Stored items:
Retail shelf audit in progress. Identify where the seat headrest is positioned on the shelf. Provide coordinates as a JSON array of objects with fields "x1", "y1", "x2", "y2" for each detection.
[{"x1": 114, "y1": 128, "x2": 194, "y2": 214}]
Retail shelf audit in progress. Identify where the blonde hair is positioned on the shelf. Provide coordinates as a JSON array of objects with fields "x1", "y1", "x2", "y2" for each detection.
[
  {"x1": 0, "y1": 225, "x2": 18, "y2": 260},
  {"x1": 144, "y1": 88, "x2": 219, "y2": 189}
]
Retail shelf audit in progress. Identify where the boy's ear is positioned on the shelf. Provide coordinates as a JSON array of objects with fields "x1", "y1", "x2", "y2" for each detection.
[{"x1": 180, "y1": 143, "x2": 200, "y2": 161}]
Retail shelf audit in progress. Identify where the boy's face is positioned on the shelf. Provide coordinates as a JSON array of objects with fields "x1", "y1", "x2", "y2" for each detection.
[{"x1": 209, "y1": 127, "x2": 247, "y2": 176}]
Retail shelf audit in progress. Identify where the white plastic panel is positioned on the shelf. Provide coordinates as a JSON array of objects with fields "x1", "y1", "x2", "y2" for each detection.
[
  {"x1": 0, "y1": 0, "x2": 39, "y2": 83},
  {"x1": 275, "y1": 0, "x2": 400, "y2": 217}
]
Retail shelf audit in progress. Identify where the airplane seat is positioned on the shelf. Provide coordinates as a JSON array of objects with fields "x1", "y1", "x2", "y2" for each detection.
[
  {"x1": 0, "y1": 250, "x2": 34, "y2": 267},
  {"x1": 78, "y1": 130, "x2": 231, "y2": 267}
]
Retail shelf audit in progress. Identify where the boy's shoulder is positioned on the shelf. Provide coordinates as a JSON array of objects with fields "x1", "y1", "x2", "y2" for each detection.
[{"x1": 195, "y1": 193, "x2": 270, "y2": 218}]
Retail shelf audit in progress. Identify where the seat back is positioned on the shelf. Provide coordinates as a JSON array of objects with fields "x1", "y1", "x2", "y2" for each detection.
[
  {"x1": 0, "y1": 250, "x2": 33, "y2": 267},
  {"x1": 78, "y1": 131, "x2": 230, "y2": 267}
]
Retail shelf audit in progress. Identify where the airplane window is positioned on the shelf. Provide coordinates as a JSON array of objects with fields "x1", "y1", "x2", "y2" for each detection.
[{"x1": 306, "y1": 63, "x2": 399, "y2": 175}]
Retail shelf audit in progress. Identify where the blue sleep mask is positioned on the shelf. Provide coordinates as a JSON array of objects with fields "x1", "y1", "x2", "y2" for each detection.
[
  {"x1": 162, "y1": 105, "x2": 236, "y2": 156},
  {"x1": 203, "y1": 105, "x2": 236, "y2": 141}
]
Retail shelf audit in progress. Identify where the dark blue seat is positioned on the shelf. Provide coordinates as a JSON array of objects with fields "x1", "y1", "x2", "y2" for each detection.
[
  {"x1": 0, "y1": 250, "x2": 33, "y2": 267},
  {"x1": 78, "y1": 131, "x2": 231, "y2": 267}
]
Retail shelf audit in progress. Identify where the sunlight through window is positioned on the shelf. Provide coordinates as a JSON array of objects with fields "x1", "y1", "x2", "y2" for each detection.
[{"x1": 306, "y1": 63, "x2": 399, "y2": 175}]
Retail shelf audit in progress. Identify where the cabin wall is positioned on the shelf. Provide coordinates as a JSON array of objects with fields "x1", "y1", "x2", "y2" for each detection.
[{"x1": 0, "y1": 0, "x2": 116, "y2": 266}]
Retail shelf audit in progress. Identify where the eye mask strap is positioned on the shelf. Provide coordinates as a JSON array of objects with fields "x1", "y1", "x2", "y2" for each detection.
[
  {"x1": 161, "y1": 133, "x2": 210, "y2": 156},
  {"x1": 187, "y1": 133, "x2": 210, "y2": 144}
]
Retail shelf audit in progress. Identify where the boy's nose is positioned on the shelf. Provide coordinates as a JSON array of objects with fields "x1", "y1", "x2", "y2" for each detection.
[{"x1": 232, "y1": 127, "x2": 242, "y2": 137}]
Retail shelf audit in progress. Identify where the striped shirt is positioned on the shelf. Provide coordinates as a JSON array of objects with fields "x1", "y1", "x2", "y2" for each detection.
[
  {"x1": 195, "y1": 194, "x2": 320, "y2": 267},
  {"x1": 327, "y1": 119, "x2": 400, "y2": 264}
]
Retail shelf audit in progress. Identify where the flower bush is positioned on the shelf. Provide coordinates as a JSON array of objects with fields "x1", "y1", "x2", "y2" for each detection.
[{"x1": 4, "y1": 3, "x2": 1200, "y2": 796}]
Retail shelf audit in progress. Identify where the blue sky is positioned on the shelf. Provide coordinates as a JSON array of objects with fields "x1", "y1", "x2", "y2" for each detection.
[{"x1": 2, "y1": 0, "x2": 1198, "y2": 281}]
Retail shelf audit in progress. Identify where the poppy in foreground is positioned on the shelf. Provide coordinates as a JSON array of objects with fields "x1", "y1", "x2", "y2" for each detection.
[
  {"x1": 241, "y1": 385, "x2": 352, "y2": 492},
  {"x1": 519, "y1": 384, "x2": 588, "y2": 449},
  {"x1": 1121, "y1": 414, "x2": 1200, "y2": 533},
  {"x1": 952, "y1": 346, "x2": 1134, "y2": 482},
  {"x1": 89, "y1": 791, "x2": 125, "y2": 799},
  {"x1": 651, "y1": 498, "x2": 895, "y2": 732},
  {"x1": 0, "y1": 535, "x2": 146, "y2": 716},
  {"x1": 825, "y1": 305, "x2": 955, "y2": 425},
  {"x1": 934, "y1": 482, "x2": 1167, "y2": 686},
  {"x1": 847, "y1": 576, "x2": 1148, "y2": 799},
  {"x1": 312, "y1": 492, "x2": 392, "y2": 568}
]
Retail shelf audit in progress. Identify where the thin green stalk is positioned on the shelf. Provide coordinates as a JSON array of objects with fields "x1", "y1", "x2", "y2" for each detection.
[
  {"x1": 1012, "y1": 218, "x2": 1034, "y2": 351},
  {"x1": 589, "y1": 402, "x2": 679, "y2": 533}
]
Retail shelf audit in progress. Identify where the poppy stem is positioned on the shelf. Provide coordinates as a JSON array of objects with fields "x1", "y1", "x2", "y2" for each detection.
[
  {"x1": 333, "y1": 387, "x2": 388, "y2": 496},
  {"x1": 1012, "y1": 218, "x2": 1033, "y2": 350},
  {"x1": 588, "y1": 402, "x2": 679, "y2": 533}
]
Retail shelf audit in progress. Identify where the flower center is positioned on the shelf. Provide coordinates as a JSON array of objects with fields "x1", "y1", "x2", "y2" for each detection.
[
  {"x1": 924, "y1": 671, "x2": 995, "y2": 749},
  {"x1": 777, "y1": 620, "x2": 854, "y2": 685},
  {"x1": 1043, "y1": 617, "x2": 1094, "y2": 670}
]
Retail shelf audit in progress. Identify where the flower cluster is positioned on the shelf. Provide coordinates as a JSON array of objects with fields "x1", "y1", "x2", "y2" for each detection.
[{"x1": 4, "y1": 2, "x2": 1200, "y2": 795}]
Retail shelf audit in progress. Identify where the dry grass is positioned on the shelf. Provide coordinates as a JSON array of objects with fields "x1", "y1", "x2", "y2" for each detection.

What this task involves
Copy out each entry precisely. Leave nothing out.

Task solution
Retail shelf audit in progress. Identify where the seat headrest is positioned on the shelf. Provide coordinates as a JSON array of objects with fields "x1", "y1", "x2", "y2" for each detection.
[{"x1": 114, "y1": 128, "x2": 194, "y2": 214}]
Retail shelf audit in progress. Identify where the blonde hair is positioned on the shelf. Provide coordinates as a JSON array of objects with fields "x1", "y1", "x2", "y2" for each detection.
[
  {"x1": 0, "y1": 225, "x2": 18, "y2": 260},
  {"x1": 144, "y1": 88, "x2": 219, "y2": 189}
]
Retail shelf audit in progress. Identify where the boy's ear is positioned on the shelf. Provide coordinates as a JSON array of objects with fields "x1", "y1", "x2", "y2" for each detection.
[{"x1": 180, "y1": 143, "x2": 200, "y2": 161}]
Retail shelf audit in progress. Identify where the boy's face is positioned on the shelf. Provide coordinates as a JSON array of objects with fields "x1", "y1", "x2", "y2" for each detection.
[{"x1": 209, "y1": 127, "x2": 247, "y2": 176}]
Retail shelf audit in progress. Identify where the white plastic panel is positioned on the shelf. Provide coordinates as a JSON array of objects with fields "x1", "y1", "x2", "y2" for each detection.
[
  {"x1": 0, "y1": 0, "x2": 39, "y2": 83},
  {"x1": 275, "y1": 0, "x2": 400, "y2": 217}
]
Retail shelf audit in progress. Identify where the airplane seat is positioned on the shelf. Provide coordinates as a JSON array of objects with fields "x1", "y1", "x2", "y2" for each detection.
[
  {"x1": 0, "y1": 250, "x2": 34, "y2": 267},
  {"x1": 78, "y1": 130, "x2": 231, "y2": 267}
]
Retail shelf audit in progress. Identify where the boy's shoulder is positioned on the shelf. Provide coordinates as a JSON array of objects with fields "x1", "y1", "x2", "y2" for each detection.
[{"x1": 195, "y1": 193, "x2": 270, "y2": 218}]
Retail shelf audit in progress. Identify where the seat back is positioned on the shelf. Provide coordinates as a JSON array of objects with fields "x1", "y1", "x2", "y2" for each detection.
[
  {"x1": 0, "y1": 250, "x2": 33, "y2": 267},
  {"x1": 78, "y1": 131, "x2": 230, "y2": 267}
]
Retail shelf audit in progress. Identify where the airplane window is positioned on the shelf. Provide coordinates as a JSON array of objects with fields "x1", "y1", "x2", "y2" for each detection.
[{"x1": 306, "y1": 63, "x2": 399, "y2": 175}]
Retail shelf audit in progress. Identify where the blue sleep mask is positioned on the shelf. Provide coordinates as a JSON array of objects with fields "x1", "y1", "x2", "y2" for each detection.
[
  {"x1": 162, "y1": 105, "x2": 236, "y2": 156},
  {"x1": 203, "y1": 105, "x2": 236, "y2": 141}
]
Retail shelf audit in progress. Identify where the dark blue seat is positioned on the shelf. Provide coordinates as a JSON array of objects with fields "x1", "y1", "x2", "y2" for each detection.
[
  {"x1": 0, "y1": 250, "x2": 33, "y2": 267},
  {"x1": 78, "y1": 131, "x2": 231, "y2": 267}
]
Retail shelf audit in progress. Identify where the sunlight through window is positioned on the shelf. Provide coordinates as a JSON array of objects with fields "x1", "y1", "x2", "y2" for each detection.
[{"x1": 306, "y1": 63, "x2": 399, "y2": 175}]
Retail shelf audit in progress. Identify where the cabin wall is positioned on the shelf. Provide coordinates as a JSON array of objects with fields "x1", "y1", "x2", "y2" for each detection.
[{"x1": 0, "y1": 0, "x2": 116, "y2": 266}]
Retail shelf audit in progress. Identify where the eye mask strap is positioned on the shelf. Provide coordinates as a JSON array of objects with fields "x1", "y1", "x2", "y2" for each detection.
[
  {"x1": 161, "y1": 133, "x2": 210, "y2": 156},
  {"x1": 187, "y1": 133, "x2": 210, "y2": 144}
]
Retail shelf audit in progress. Identify where the boy's nose is positioned on the shelf. Provide coordinates as a JSON array of objects with fields "x1", "y1", "x2", "y2" for each detection.
[{"x1": 232, "y1": 127, "x2": 242, "y2": 137}]
Retail shelf audit in progress. Identify where the striped shirt is positioned on the shelf. Provide coordinates as a JSON array of objects with fields "x1", "y1", "x2", "y2" for each detection.
[
  {"x1": 195, "y1": 194, "x2": 320, "y2": 267},
  {"x1": 327, "y1": 119, "x2": 400, "y2": 264}
]
Retail shelf audit in progress. Identify where the flower bush is positioned on the shelf. Provide coordinates as a JSON array of objects with fields "x1", "y1", "x2", "y2" for each detection.
[{"x1": 4, "y1": 3, "x2": 1200, "y2": 796}]
Retail shelf audit in progress. Identify where the blue sky is positioned on the shelf. Provide coordinates as a JSON array of objects with fields "x1", "y1", "x2", "y2" for each detection.
[{"x1": 2, "y1": 0, "x2": 1198, "y2": 281}]
Retail shelf audit in progress. Identify where the poppy in foreground is positioned on the shelf. Provide coordinates as a JSON array of objects with fields "x1", "y1", "x2", "y2" for each detection.
[
  {"x1": 241, "y1": 385, "x2": 352, "y2": 492},
  {"x1": 519, "y1": 384, "x2": 588, "y2": 449},
  {"x1": 1121, "y1": 414, "x2": 1200, "y2": 533},
  {"x1": 952, "y1": 346, "x2": 1134, "y2": 482},
  {"x1": 89, "y1": 791, "x2": 125, "y2": 799},
  {"x1": 651, "y1": 498, "x2": 895, "y2": 732},
  {"x1": 0, "y1": 535, "x2": 146, "y2": 716},
  {"x1": 825, "y1": 305, "x2": 955, "y2": 425},
  {"x1": 934, "y1": 482, "x2": 1167, "y2": 686},
  {"x1": 847, "y1": 576, "x2": 1148, "y2": 799},
  {"x1": 312, "y1": 492, "x2": 392, "y2": 568}
]
Retail shelf audit in progress. Identify where the thin green stalk is positioned on the shelf. Provide coordinates as a JSON array of objects with fields "x1", "y1", "x2", "y2" for each detection.
[
  {"x1": 1012, "y1": 218, "x2": 1034, "y2": 351},
  {"x1": 589, "y1": 402, "x2": 679, "y2": 533}
]
Retail shelf audit in progress. Identify where the poppy stem is positioned on the shelf. Provide coordinates as a JSON array of objects with fields "x1", "y1", "x2", "y2" for each detection.
[
  {"x1": 333, "y1": 387, "x2": 388, "y2": 496},
  {"x1": 1012, "y1": 218, "x2": 1033, "y2": 350},
  {"x1": 588, "y1": 402, "x2": 679, "y2": 533}
]
Retail shelf audit in progress. Identify where the flower center is positioned on the shelf. Provide coordinates as a JSON array of objects with fields "x1", "y1", "x2", "y2" for each detection.
[
  {"x1": 924, "y1": 671, "x2": 995, "y2": 749},
  {"x1": 777, "y1": 620, "x2": 854, "y2": 685},
  {"x1": 1043, "y1": 617, "x2": 1094, "y2": 670}
]
Retail shelf audit in progress. Identify where the flower cluster is positioned on the shelf. Provide coordinates as a JSON array of objects with fields "x1", "y1", "x2", "y2" for each detection.
[{"x1": 4, "y1": 2, "x2": 1200, "y2": 795}]
Retail shelf audit in progress. Identify where the dry grass is positioned on the shelf. Provide coordinates as a JSON array of objects with fields "x1", "y1", "x2", "y2" for each detection.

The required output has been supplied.